TEXT BLOCK =
These feels like an ‘in two or four years’ maybe idea. Its a logical idea but it feels like way to early. Could be me and I hope I’m wrong but there’s a lot more ‘tricky’ parts than just weeding out bad training data.
There’s a new alternative to DiLoCo [1] for training large scale AI models over the internet called DisTro [2]. It enables low latency training on low bandwidth communication channels (ie. slow internet).
Methods like these are a crucial component for enabling a decentralized AI system that rivals the big tech companies and nation state actors.
The next step is to figure out monetary rewards for contributing to training and inference. The tricky part is to weed out bad training data in a decentralized way. Perhaps we could use something like a “mempool” for training data batches?

GIVEN MATERIAL =
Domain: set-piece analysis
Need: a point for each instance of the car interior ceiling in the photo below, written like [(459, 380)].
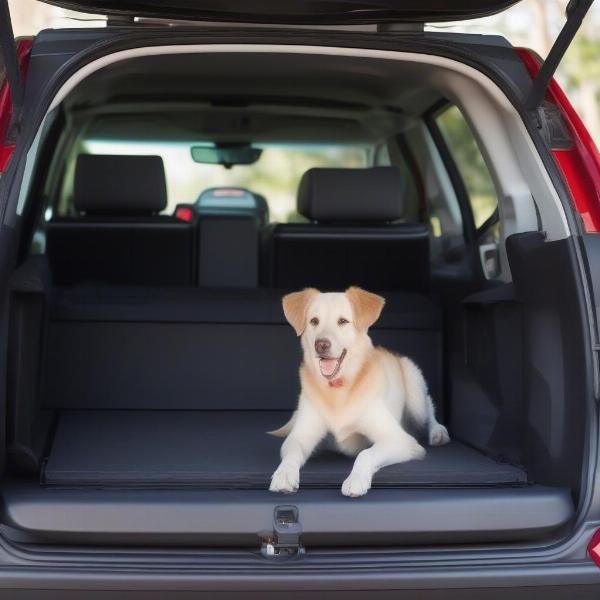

WHAT YOU NEED TO DO =
1. Answer these about the forum thread on decentralized AI training:
(a) What does the first comment call the idea, in quotation marks?
(b) What does DisTro enable?
(c) What does the final paragraph suggest using for training data batches?
2. Repeat the passage of the forum thread on decentralized AI training from "There’s a new" to "nation state actors.".
3. Carry on the forum thread on decentralized AI training from where it stops.

RESULTS =
1.
(a) An ‘in two or four years’ maybe idea.
(b) Low latency training on low bandwidth communication channels (slow internet).
(c) Something like a “mempool.”

2.
There’s a new alternative to DiLoCo [1] for training large scale AI models over the internet called DisTro [2]. It enables low latency training on low bandwidth communication channels (ie. slow internet).
Methods like these are a crucial component for enabling a decentralized AI system that rivals the big tech companies and nation state actors.

3.
1. https://arxiv.org/abs/2311.08105
2. (PDF) https://github.com/NousResearch/DisTrO/blob/main/A_Preliminary_Report_on_DisTrO.pdf
#ai #llm
Discussion
You’re right; it will take more than just data prep and likely more than 4 years to mature.
For example we need an architecture that allows for versioning of components, auditability, benchmarking for regression testing, etc. It also needs verifiable outputs so we can prove the output was generated without tampering.
And there are supplementary components like vector data stores so that users can store context for long running tasks.